Exercise requirements:
- 1) Using the text on Merrington, decide whether each statement below agrees with it, answering yes or no and quoting the words that settle it: (a) Percy Thrower built "The Magnolias" in 1963; (b) Merrington Green is owned by the Shropshire Wildlife Trust; (c) the bus service linking Merrington with Shrewsbury runs on Sundays.
- 2) From the text on Merrington, extract everything from "The village also" down to "for a time.".

Document segment:
Village in Shropshire, England

Merrington is a village in the civil parish of Bomere Heath and District, in Shropshire, England. It is situated to the north of the larger village of Bomere Heath. Nearby, to the west, is the hamlet of Old Woods.

==History and attractions==
The village can be dated back nearly a millennium, with a record of a manor held here by Hunning in 1066. It was recorded as "Gellidone" in the Domesday Book, by which time (1086) it was held by a Norman noble.

The famous gardener, horticulturist and broadcaster, Percy Thrower, built his own house in the village, called "The Magnolias", in 1963 on land he acquired with a friend. This gave him a garden of about one and a half acres to "play with", something which he had never had before. The garden subsequently became the location for some of the episodes of Gardeners' World. He opened the garden to the public in 1966, and this became an annual event to raise money for charity. Long after his death the house was demolished after falling into structural problems in 2014.

The village also has a notable Victorian pump and deep well, paid for by Robert Aglionby Slaney and his wife, members of a local wealthy family.

Just to the west of the settlement is Merrington Green. An area of heathland/woodland here is common land, owned by Shropshire Council and managed by the Shropshire Wildlife Trust. Fishing ponds have also recently been established at the nearby Hayes Farm. The Green was a US Army camp during World War II and German prisoners of war were kept here for a time.

The centre of Merrington is situated at 104m above sea level; at Merrington Green there is a small hill which summits at 122m. The area is quite well wooded, with Merrington Green, the woods towards Old Woods, and the woodland to the east at Pim Hill.

==Public transport==
A frequent Monday-Saturday bus service (presently the 576) connects Merrington with Oswestry, Baschurch, Bomere Heath and Shrewsbury.

[Stored records]
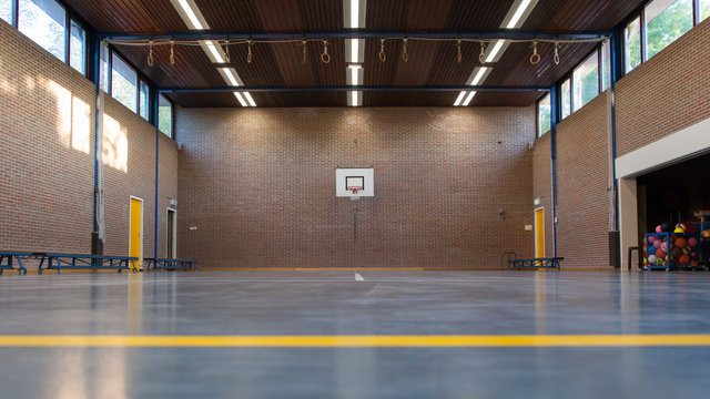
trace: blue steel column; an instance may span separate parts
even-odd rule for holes
[[[609,95],[611,96],[611,177],[613,181],[613,229],[619,231],[619,187],[617,182],[617,99],[616,99],[616,83],[621,79],[621,53],[622,43],[621,28],[617,27],[611,34],[611,48],[610,48],[610,68],[611,68],[611,82],[609,88]]]
[[[151,88],[152,89],[152,88]],[[151,90],[151,100],[153,101],[153,112],[151,120],[155,125],[155,218],[153,221],[153,257],[158,258],[158,167],[159,167],[159,145],[160,129],[158,127],[158,90]]]
[[[550,157],[552,164],[552,253],[557,257],[557,122],[560,115],[559,88],[550,88]]]
[[[90,73],[91,81],[97,86],[97,101],[95,101],[95,112],[94,112],[94,163],[93,163],[93,232],[99,231],[99,222],[97,221],[97,206],[98,206],[98,195],[99,195],[99,135],[100,135],[100,124],[101,117],[99,110],[99,98],[101,95],[101,41],[99,35],[95,32],[91,32],[91,44],[89,47],[89,51],[91,57],[89,58],[91,62]]]

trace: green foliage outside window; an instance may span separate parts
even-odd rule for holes
[[[648,20],[647,16],[648,58],[656,55],[691,28],[692,0],[677,0],[652,20]]]

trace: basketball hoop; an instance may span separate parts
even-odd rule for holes
[[[351,194],[351,201],[359,200],[359,195],[357,195],[357,191],[358,190],[363,190],[363,187],[362,186],[348,186],[347,187],[347,191],[353,193],[353,194]]]

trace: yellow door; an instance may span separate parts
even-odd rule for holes
[[[139,258],[138,267],[143,262],[143,201],[131,197],[131,232],[129,256]]]
[[[545,257],[545,208],[535,209],[535,257]]]

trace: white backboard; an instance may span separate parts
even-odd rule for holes
[[[347,177],[363,177],[365,187],[357,194],[347,191]],[[335,196],[375,196],[375,170],[372,167],[338,167],[335,170]]]

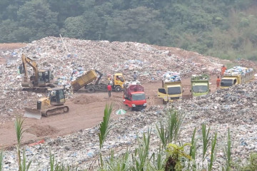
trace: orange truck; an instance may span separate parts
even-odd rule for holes
[[[131,110],[146,108],[146,98],[143,86],[136,83],[125,84],[124,103],[131,108]]]

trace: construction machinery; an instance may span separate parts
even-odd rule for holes
[[[241,66],[234,66],[228,69],[221,78],[221,88],[225,89],[237,84],[242,84],[254,79],[254,71]]]
[[[205,95],[211,92],[209,76],[207,74],[193,75],[191,78],[190,92],[193,97]]]
[[[102,76],[103,74],[97,70],[91,70],[81,77],[79,77],[75,81],[72,81],[71,84],[74,91],[77,91],[83,87],[84,87],[86,90],[89,93],[93,93],[96,90],[107,90],[107,84],[99,83]],[[115,90],[116,92],[121,91],[124,88],[123,85],[125,82],[125,79],[122,73],[115,73],[113,77],[114,81],[111,81],[111,83],[110,81],[110,85],[111,86],[112,89]],[[89,84],[96,80],[96,81],[94,84]]]
[[[47,97],[39,99],[36,108],[25,108],[25,117],[41,119],[41,115],[49,116],[69,112],[69,107],[64,105],[65,95],[64,88],[53,88],[48,90]]]
[[[24,54],[21,56],[24,80],[21,82],[22,90],[44,93],[49,88],[54,88],[51,83],[53,74],[49,70],[39,70],[36,63]],[[33,75],[29,79],[27,64],[32,67]]]
[[[133,110],[146,108],[146,98],[143,87],[136,82],[124,84],[124,103]]]

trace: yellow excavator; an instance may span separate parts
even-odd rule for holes
[[[53,74],[49,70],[39,70],[36,63],[24,54],[21,56],[22,69],[21,73],[24,73],[24,80],[21,82],[22,90],[33,91],[36,93],[44,93],[49,88],[54,88],[51,83],[54,79]],[[33,68],[33,76],[29,79],[27,64]]]
[[[25,108],[25,117],[41,119],[41,115],[49,116],[69,112],[69,107],[64,105],[65,95],[64,88],[53,88],[48,90],[47,97],[39,99],[36,109]]]

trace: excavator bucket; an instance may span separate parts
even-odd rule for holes
[[[24,109],[25,109],[24,117],[41,119],[41,113],[40,110],[36,109],[28,108],[25,108]]]

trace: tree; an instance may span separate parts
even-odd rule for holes
[[[116,11],[108,19],[106,39],[160,44],[166,31],[158,14],[143,6]]]
[[[31,33],[29,41],[59,34],[57,13],[50,10],[46,1],[27,1],[17,14],[19,26],[26,28]]]

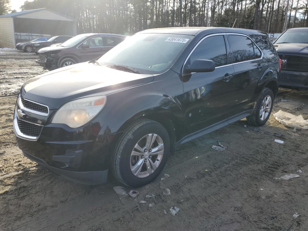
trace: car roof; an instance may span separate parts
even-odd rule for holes
[[[308,27],[298,27],[297,28],[290,28],[287,30],[308,30]]]
[[[166,27],[142,30],[138,33],[157,33],[161,34],[174,34],[187,35],[196,35],[200,33],[213,34],[213,33],[239,33],[246,34],[267,34],[261,31],[248,29],[242,29],[230,27],[218,27],[213,26],[205,27]]]
[[[105,33],[99,33],[98,34],[95,34],[95,33],[87,33],[86,34],[78,34],[78,35],[80,35],[80,34],[83,34],[84,35],[86,35],[87,36],[93,36],[93,35],[108,35],[109,36],[117,36],[119,37],[122,37],[123,38],[125,38],[127,37],[127,35],[124,35],[123,34],[106,34]]]

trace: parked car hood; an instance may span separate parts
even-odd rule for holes
[[[56,109],[73,99],[108,95],[149,83],[154,78],[152,75],[126,72],[87,62],[33,78],[24,84],[22,94],[26,99]]]
[[[274,46],[278,53],[308,55],[308,43],[278,43]]]
[[[37,43],[51,43],[51,42],[48,42],[48,41],[37,41],[37,42],[33,42],[31,43],[31,44],[37,44]]]
[[[68,49],[69,47],[57,47],[53,46],[52,47],[43,47],[39,49],[38,53],[40,54],[45,53],[49,51],[59,51],[62,50]]]

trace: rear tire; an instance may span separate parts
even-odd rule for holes
[[[30,53],[33,51],[33,48],[30,46],[27,46],[25,47],[25,50],[24,51],[26,52]]]
[[[72,59],[66,58],[64,59],[61,61],[61,63],[60,64],[60,67],[67,67],[76,64],[77,63],[77,62]]]
[[[274,99],[274,93],[272,90],[267,87],[263,89],[253,114],[246,117],[248,123],[258,127],[264,125],[272,112]]]
[[[111,160],[113,175],[128,186],[146,184],[161,172],[170,150],[169,135],[161,124],[138,120],[125,130],[116,146]]]

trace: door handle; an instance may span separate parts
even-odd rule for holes
[[[233,75],[229,75],[229,74],[226,74],[225,75],[225,76],[224,76],[224,78],[223,79],[224,80],[224,81],[225,82],[229,82],[230,81],[230,79],[232,79],[232,77],[233,77]]]
[[[263,65],[261,65],[261,64],[259,63],[258,64],[258,65],[257,66],[257,69],[259,71],[260,71],[262,67],[263,67]]]

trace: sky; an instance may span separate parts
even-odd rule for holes
[[[23,5],[23,3],[26,0],[11,0],[11,9],[13,10],[16,10],[18,11],[20,11],[19,7]],[[28,0],[29,2],[32,2],[33,0]]]

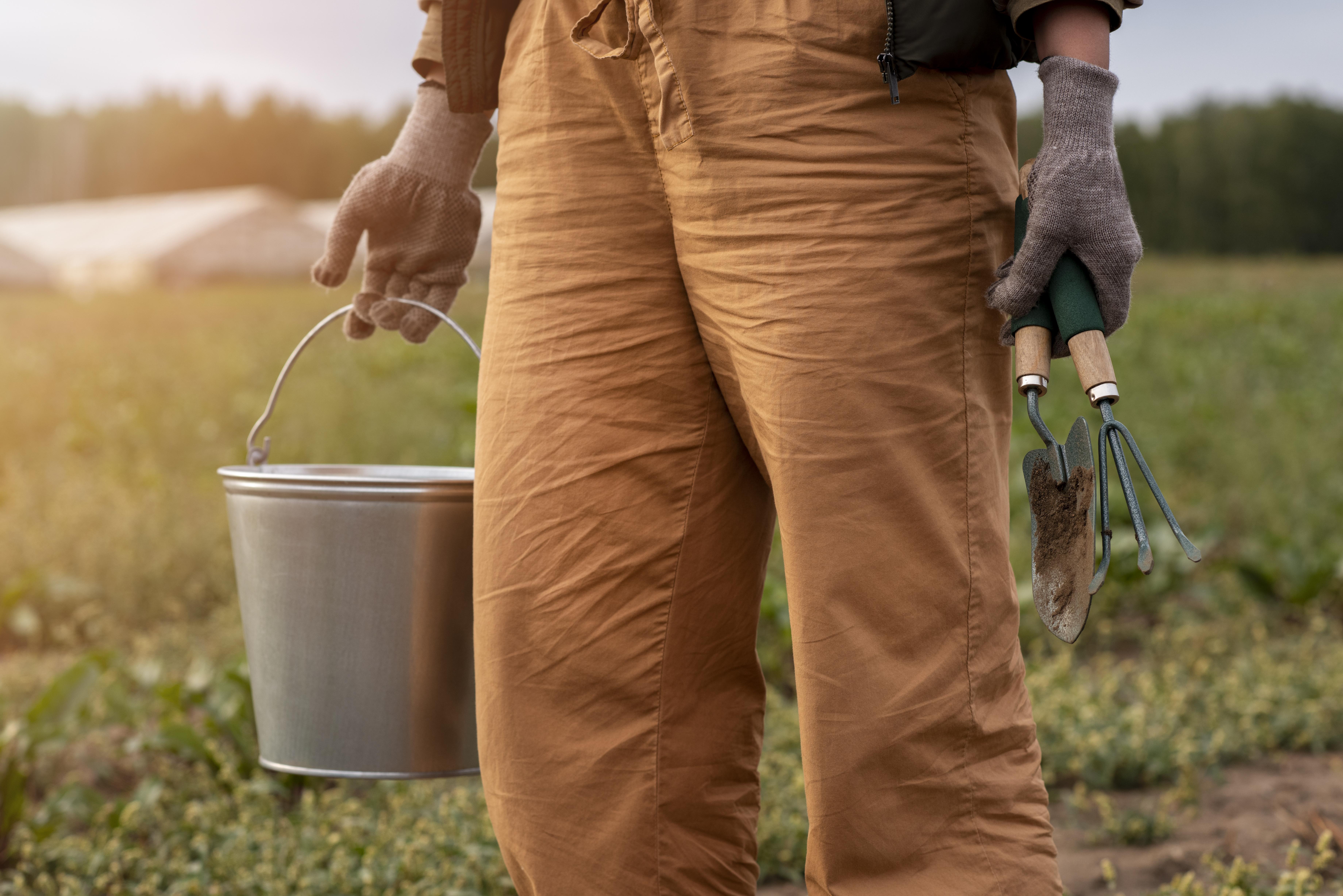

Solutions to the exercise:
- 1)
(a) Yes: "built his own house in the village, called "The Magnolias", in 1963"
(b) No: "owned by Shropshire Council and managed by the Shropshire Wildlife Trust"
(c) No: "A frequent Monday-Saturday bus service"

- 2)
The village also has a notable Victorian pump and deep well, paid for by Robert Aglionby Slaney and his wife, members of a local wealthy family.

Just to the west of the settlement is Merrington Green. An area of heathland/woodland here is common land, owned by Shropshire Council and managed by the Shropshire Wildlife Trust. Fishing ponds have also recently been established at the nearby Hayes Farm. The Green was a US Army camp during World War II and German prisoners of war were kept here for a time.